**AIM OF THE EXERCISE**
Filter the records below, copying every line that contains the word "blurred". Case counts.

....

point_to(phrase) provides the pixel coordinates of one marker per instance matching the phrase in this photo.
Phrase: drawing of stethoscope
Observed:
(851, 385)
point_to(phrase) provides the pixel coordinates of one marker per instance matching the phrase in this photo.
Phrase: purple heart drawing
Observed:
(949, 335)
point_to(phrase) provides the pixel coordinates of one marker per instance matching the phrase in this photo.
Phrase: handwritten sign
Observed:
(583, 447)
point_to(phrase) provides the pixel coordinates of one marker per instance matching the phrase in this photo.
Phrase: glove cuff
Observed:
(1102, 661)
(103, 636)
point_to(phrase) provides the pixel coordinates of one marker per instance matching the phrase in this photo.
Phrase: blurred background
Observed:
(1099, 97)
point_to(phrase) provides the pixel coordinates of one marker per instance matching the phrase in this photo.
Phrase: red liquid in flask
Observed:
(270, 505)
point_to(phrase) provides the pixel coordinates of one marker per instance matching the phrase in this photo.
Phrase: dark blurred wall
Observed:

....

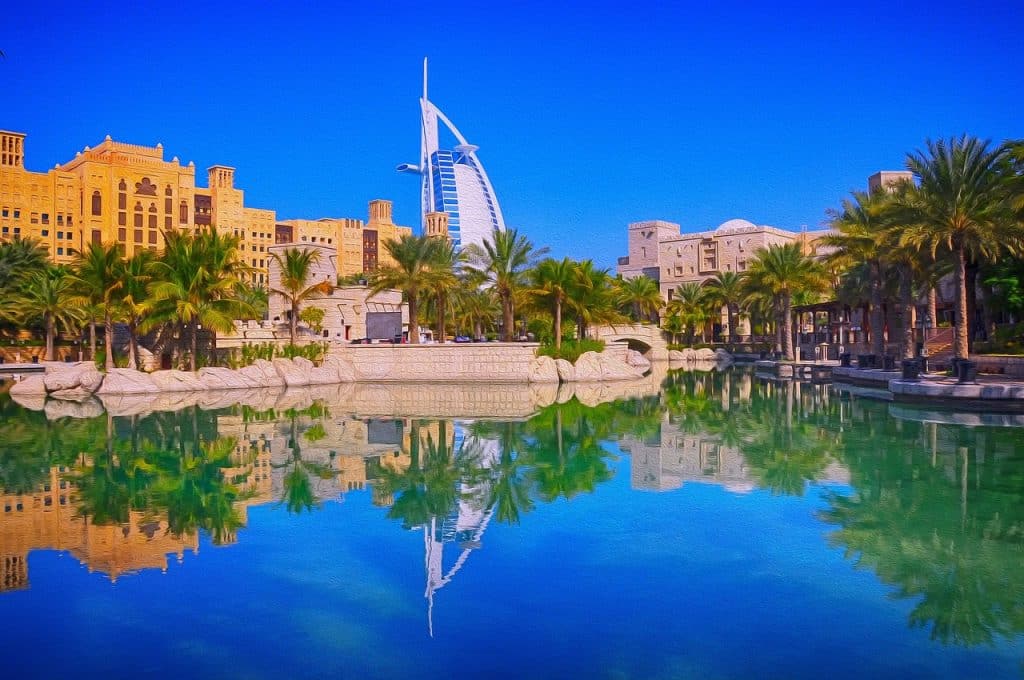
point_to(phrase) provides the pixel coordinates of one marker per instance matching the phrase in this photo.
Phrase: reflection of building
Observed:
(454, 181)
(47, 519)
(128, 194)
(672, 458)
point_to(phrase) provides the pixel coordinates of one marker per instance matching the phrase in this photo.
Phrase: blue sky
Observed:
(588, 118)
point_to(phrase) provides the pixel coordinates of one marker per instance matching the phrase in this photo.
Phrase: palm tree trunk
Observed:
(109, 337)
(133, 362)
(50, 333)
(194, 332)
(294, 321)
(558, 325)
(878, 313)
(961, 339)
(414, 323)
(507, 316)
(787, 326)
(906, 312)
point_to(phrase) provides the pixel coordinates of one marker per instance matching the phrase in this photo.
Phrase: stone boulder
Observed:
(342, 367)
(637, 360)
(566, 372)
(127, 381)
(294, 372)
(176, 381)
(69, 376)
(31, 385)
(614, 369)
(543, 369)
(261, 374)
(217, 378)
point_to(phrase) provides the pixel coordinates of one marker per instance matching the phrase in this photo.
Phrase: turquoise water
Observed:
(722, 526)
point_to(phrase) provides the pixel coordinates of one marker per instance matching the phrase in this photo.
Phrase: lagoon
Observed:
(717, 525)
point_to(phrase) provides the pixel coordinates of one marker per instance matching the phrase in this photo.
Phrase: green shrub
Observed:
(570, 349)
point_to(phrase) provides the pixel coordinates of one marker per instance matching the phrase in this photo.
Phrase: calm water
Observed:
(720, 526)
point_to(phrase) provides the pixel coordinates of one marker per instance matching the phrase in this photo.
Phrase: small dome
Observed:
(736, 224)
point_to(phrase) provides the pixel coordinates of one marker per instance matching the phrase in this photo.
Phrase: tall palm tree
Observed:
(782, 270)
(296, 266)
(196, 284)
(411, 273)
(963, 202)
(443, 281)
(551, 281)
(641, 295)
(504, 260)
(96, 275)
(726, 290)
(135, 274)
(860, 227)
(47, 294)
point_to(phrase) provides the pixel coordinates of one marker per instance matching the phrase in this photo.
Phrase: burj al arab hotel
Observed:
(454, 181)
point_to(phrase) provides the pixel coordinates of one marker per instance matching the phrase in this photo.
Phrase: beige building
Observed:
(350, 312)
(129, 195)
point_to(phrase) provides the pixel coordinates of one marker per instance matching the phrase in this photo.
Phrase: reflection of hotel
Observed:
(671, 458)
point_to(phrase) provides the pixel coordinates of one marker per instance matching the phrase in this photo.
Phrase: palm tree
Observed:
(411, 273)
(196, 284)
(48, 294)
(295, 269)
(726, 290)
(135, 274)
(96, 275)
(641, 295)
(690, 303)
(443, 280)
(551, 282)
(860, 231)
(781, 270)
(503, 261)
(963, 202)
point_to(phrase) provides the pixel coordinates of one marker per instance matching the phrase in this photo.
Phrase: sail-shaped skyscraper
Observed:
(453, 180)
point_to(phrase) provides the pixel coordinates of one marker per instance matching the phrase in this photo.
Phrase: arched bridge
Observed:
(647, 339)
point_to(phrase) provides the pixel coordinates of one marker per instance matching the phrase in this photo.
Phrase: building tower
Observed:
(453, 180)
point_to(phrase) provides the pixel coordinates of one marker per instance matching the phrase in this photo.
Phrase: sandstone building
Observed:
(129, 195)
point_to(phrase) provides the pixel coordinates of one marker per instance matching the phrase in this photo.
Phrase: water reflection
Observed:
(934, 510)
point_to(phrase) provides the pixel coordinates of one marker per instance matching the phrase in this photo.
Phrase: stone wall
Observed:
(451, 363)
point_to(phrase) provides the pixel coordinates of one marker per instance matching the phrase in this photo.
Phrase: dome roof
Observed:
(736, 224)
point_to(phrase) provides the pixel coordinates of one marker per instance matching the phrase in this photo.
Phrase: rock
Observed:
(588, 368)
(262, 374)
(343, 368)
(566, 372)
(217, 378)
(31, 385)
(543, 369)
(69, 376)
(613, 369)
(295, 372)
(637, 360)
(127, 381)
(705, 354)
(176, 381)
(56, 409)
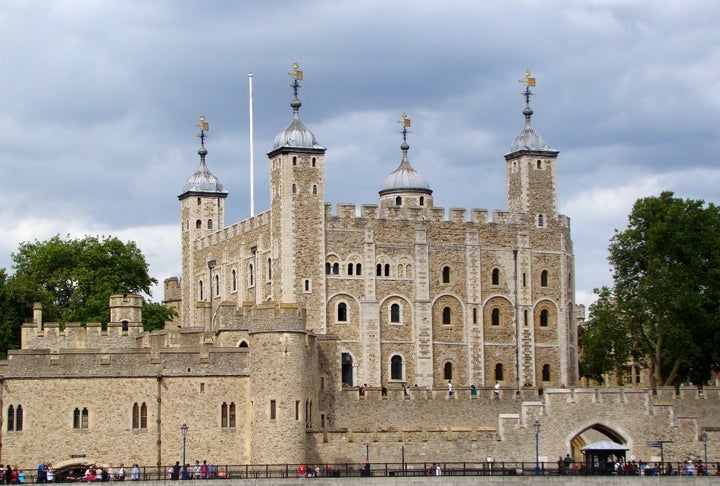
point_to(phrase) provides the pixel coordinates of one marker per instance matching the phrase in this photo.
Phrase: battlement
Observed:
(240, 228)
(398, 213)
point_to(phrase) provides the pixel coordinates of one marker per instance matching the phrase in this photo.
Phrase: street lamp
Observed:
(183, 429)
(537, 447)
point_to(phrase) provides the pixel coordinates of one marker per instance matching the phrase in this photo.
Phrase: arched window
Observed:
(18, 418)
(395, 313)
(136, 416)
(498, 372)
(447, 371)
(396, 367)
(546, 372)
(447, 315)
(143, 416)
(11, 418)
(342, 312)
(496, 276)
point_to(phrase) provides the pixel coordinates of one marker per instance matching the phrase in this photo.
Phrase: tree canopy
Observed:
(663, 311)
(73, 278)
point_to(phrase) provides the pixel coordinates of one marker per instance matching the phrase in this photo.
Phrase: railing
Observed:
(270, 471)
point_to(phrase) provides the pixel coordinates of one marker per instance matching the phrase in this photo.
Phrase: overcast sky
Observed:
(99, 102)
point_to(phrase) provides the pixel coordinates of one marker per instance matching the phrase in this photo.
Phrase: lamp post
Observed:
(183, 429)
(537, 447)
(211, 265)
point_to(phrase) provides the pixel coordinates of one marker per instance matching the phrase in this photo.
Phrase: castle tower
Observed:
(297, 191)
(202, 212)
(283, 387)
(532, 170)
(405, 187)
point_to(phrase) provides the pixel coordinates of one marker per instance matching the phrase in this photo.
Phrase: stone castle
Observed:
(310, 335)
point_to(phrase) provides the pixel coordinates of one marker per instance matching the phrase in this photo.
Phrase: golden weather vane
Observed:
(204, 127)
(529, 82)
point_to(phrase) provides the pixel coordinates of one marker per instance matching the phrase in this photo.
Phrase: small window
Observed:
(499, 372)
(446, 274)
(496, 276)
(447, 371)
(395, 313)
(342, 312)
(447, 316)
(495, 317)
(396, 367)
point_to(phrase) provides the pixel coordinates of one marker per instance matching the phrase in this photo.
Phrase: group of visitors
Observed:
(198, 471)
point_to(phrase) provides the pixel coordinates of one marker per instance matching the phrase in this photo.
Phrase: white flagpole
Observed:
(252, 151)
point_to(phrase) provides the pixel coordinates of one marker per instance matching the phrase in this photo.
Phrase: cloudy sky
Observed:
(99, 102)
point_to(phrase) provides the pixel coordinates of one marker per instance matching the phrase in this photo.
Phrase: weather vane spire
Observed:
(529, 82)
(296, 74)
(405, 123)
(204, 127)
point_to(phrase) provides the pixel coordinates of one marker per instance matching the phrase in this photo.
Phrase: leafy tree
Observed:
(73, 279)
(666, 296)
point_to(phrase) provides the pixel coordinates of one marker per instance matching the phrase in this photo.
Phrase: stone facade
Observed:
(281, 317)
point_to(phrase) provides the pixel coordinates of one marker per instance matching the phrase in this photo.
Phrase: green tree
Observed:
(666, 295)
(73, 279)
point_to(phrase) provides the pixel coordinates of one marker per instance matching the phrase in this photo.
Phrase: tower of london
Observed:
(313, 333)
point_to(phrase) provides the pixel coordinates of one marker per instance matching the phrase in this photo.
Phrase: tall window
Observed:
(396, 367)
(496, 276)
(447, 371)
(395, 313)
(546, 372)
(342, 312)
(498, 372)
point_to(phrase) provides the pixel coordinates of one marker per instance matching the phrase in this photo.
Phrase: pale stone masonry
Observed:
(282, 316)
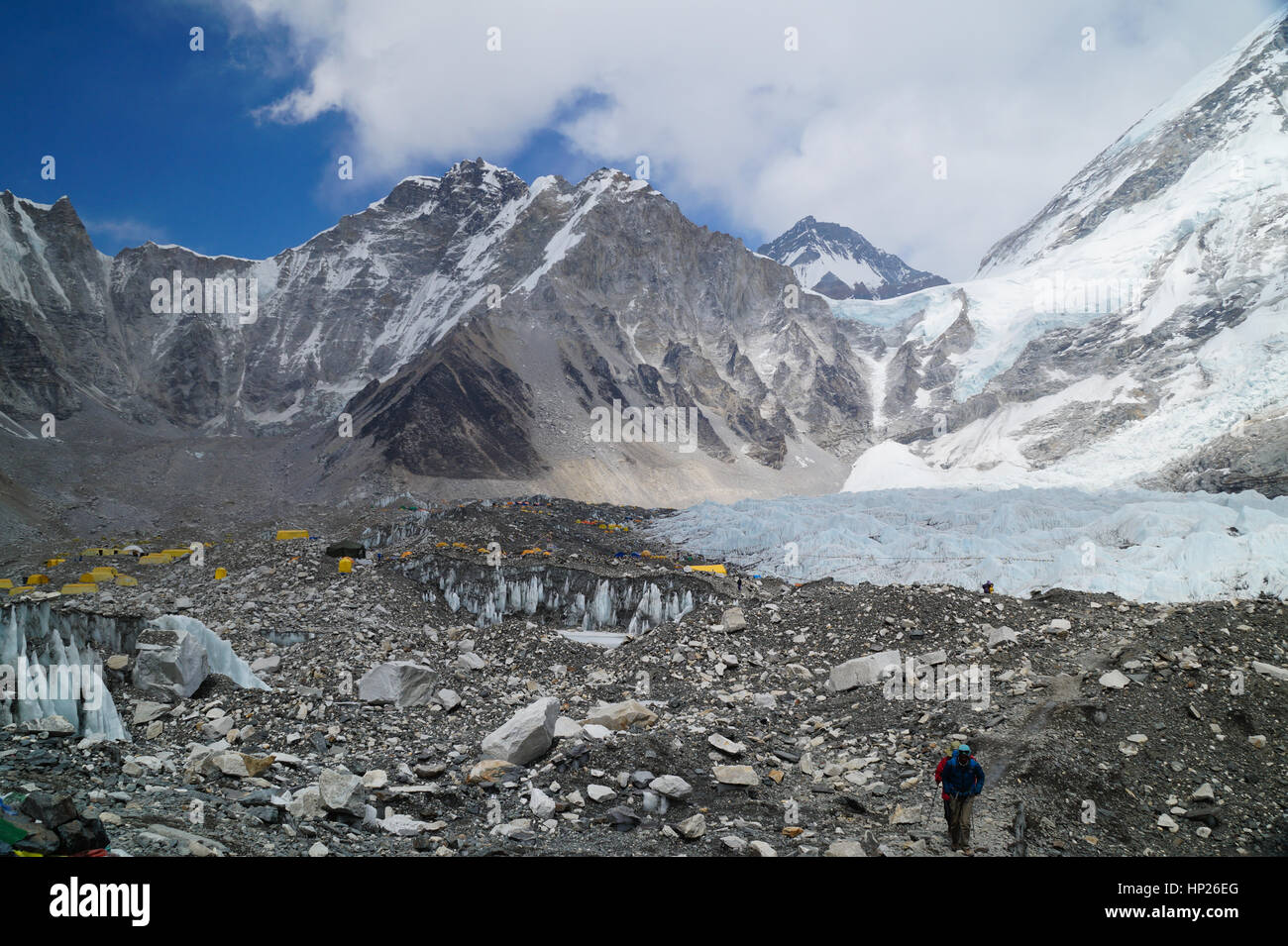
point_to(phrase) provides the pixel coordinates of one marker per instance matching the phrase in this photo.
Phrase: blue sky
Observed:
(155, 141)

....

**RESULT**
Phrase: blurred background
Phrase: dark blurred wall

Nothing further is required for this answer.